• [Point localization data]:
——
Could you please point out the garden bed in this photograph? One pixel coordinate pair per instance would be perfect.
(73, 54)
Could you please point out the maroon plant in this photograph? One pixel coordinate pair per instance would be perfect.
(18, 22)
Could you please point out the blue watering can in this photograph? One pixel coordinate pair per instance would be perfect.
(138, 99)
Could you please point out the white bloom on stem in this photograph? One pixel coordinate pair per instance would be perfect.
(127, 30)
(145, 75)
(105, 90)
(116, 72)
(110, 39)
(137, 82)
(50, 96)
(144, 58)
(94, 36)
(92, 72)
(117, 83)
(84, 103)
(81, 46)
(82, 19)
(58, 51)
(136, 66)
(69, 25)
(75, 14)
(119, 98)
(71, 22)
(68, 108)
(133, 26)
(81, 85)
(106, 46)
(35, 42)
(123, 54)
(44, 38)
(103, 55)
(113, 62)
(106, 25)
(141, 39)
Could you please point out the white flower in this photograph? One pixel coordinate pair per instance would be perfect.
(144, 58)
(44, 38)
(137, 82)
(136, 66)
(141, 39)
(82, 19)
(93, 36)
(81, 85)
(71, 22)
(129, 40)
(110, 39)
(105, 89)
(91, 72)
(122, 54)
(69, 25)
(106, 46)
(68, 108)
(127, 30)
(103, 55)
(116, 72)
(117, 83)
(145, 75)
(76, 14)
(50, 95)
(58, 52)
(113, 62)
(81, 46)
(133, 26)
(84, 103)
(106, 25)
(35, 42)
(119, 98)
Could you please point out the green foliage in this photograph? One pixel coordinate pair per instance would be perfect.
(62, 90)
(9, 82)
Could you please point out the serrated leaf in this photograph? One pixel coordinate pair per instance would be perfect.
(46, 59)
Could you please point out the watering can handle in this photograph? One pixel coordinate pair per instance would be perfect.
——
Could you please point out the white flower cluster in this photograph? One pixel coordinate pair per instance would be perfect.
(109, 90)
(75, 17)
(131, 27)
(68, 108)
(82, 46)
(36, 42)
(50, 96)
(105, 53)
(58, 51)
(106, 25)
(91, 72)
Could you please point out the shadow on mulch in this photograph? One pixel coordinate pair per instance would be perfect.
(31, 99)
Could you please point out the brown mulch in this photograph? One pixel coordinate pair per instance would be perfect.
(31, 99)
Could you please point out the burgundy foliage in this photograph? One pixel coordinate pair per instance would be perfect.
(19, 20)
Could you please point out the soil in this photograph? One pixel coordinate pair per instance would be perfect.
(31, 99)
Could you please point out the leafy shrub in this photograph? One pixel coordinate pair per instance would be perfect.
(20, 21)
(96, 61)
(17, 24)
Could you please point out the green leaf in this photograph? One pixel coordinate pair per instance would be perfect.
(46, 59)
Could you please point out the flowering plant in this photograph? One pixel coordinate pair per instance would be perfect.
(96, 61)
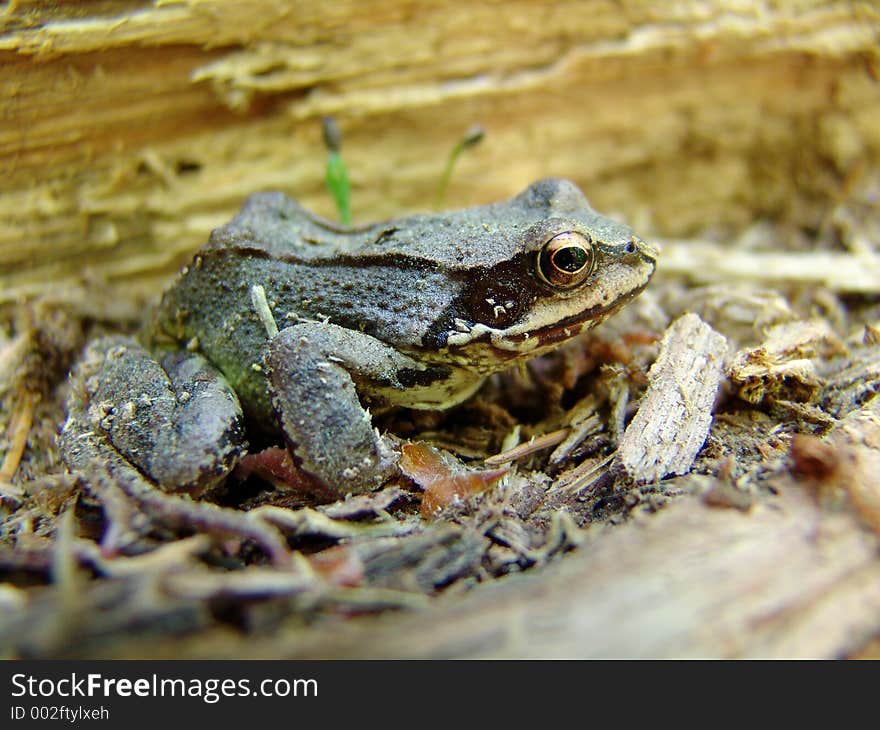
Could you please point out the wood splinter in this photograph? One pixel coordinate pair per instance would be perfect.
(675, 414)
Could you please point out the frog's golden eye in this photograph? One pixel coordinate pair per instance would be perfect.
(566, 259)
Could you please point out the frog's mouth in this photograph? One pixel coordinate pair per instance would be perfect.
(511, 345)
——
• [WHAT YOU ARE ASKED TO DO]: Write out exactly the lines above between the line with "Could you please point out the maroon" and the line with "Could you please point out the watering", inclusive, and nothing beyond them.

• [YOUR RESPONSE]:
Could you please point out the maroon plant in this photograph? One pixel coordinate pair per instance would be perfect.
(18, 22)
Could you please point out the blue watering can in this photograph? One pixel coordinate pair per instance would be perfect.
(138, 99)
Could you please point out the white bloom on stem in this photograph? One pixel coordinate pair per instance would be perfect.
(127, 30)
(145, 75)
(105, 90)
(116, 72)
(110, 39)
(137, 82)
(50, 96)
(144, 58)
(94, 36)
(92, 72)
(117, 83)
(84, 103)
(81, 46)
(82, 19)
(58, 51)
(136, 66)
(69, 25)
(75, 14)
(119, 98)
(71, 22)
(68, 108)
(133, 26)
(81, 85)
(106, 46)
(35, 42)
(123, 54)
(44, 38)
(103, 55)
(113, 62)
(106, 25)
(141, 39)
Could you please point out the white flower in this photograph? One pixel coordinate pair per instance would be perfect.
(144, 58)
(44, 38)
(137, 82)
(136, 66)
(141, 39)
(82, 19)
(93, 36)
(81, 85)
(71, 22)
(129, 40)
(110, 39)
(105, 89)
(91, 72)
(122, 54)
(69, 25)
(106, 46)
(68, 108)
(127, 30)
(103, 55)
(116, 72)
(117, 83)
(145, 75)
(76, 14)
(50, 95)
(58, 52)
(113, 62)
(81, 46)
(133, 26)
(84, 103)
(106, 25)
(35, 42)
(119, 98)
Could you please point out the green foliage in this photograph? One pixel coordinate pair per instance would be perfect.
(62, 90)
(9, 82)
Could you please point out the serrated leaf in this photograph? One pixel coordinate pair per instance would be perfect.
(46, 59)
Could you please point out the watering can handle in this photograph? One pixel coordinate pair per instance would be perfect.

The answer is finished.